WHAT THIS TASK INVOLVES - Extract, from the records beneath this instruction, each line that contains the word "like".

RECORDS SUPPLIED -
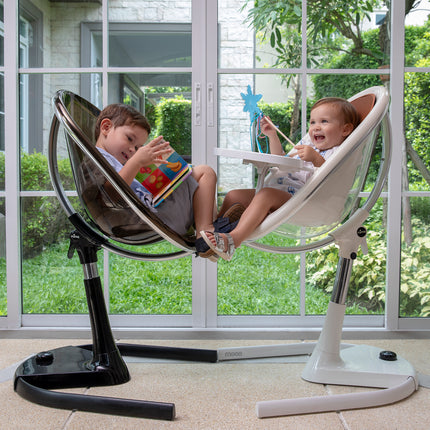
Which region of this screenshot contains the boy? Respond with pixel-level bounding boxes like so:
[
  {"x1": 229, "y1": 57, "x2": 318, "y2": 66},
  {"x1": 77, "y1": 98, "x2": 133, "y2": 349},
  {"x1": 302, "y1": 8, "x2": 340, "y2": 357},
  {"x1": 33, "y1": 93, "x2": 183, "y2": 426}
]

...

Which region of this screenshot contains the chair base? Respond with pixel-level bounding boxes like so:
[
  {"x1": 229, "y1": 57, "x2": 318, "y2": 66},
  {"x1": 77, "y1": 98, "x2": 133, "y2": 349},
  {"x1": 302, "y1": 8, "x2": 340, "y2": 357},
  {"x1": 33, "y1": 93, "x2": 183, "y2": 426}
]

EXERCISE ANSWER -
Which region of this screenshot contains the boy? Respond with pixel-level bounding boxes like so:
Which region of this screenshot contains the chair base? Respond with pixel-level bounding boxes like so:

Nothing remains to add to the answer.